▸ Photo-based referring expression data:
::::::::::

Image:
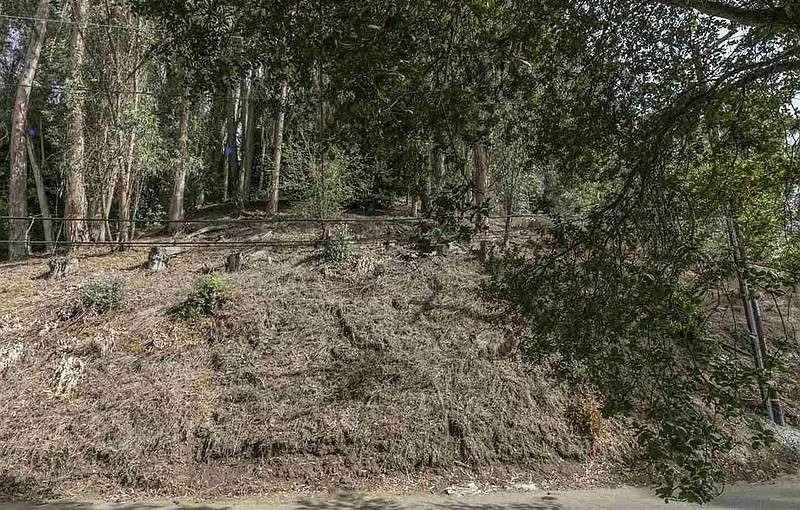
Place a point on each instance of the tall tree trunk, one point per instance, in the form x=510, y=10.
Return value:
x=480, y=164
x=277, y=150
x=44, y=208
x=179, y=176
x=127, y=174
x=216, y=148
x=231, y=143
x=75, y=204
x=439, y=170
x=248, y=124
x=18, y=178
x=262, y=173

::::::::::

▸ What you are asked to do:
Please return exactly the lines from the one containing "Place a point" through the end of the entries above, adding no other line.

▸ Task solution:
Place a point on each instance of the tall tree trunk, one point per instance, in the form x=510, y=10.
Return value:
x=480, y=164
x=277, y=150
x=44, y=208
x=179, y=176
x=127, y=174
x=216, y=148
x=231, y=143
x=75, y=204
x=439, y=170
x=248, y=124
x=18, y=178
x=262, y=173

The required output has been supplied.